Passage to read

Movie 1 (3x replay speed): At the beginning, bacteria were concentrated at the edges of the electrodes by applying a positive dielectrophoretic force. In this process, they aligned themselves along the electric field lines due to polarization. Increasing the frequency of the electrical voltage from the kilohertz to the megahertz range causes the force to decrease to a value of zero, this can be seen by the bacteria detaching from the edges. A further increase of the frequency results in a reversal of the sign, so that a negative force accelerates the bacteria onto the electrodes. Movie 2 (4x replay speed): The bacteria are accelerated during negative dielectrophoresis in a wide area above the electrodes along the electric field lines from the high potential to the low potential of the electrodes.

Bacteria like various Geobacter or Shewanella strains are known to naturally reduce iron. The organisms use this biochemical strategy to replace oxygen as terminal acceptor in the energy (ATP) generating electron transport chain utilizing an anaerobic iron respiration. This process performed on electrodes can lead to the generation of electrical power.

What to do
(1) Decide whether each statement agrees with the passage on bacteria and electrodes, answering yes or no and quoting the words from the passage that settle it. (a) Raising the frequency from the kilohertz to the megahertz range makes the bacteria detach from the electrode edges. (b) Geobacter and Shewanella strains use iron in place of oxygen as the terminal acceptor. (c) Movie 2 is shown at 3x replay speed.
(2) Copy word for word everything in the passage on bacteria and electrodes from "Movie 1 (3x" down to "of the electrodes.".

Dataset excerpts
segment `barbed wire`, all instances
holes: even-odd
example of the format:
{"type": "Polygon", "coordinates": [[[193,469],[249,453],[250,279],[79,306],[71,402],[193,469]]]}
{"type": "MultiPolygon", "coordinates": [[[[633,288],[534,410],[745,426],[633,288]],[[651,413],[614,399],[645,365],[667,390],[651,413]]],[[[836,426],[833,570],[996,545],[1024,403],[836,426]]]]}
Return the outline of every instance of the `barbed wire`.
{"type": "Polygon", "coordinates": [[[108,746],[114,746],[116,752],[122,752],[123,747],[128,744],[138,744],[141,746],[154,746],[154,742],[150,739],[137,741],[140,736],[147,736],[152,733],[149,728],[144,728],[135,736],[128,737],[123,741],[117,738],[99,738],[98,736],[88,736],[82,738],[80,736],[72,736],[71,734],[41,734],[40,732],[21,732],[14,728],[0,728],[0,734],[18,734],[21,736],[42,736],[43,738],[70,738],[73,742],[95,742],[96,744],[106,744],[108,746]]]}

Responses by item number
(1)
(a) Yes: "this can be seen by the bacteria detaching from the edges"
(b) Yes: "to replace oxygen as terminal acceptor"
(c) No: "Movie 2 (4x replay speed)"

(2)
Movie 1 (3x replay speed): At the beginning, bacteria were concentrated at the edges of the electrodes by applying a positive dielectrophoretic force. In this process, they aligned themselves along the electric field lines due to polarization. Increasing the frequency of the electrical voltage from the kilohertz to the megahertz range causes the force to decrease to a value of zero, this can be seen by the bacteria detaching from the edges. A further increase of the frequency results in a reversal of the sign, so that a negative force accelerates the bacteria onto the electrodes. Movie 2 (4x replay speed): The bacteria are accelerated during negative dielectrophoresis in a wide area above the electrodes along the electric field lines from the high potential to the low potential of the electrodes.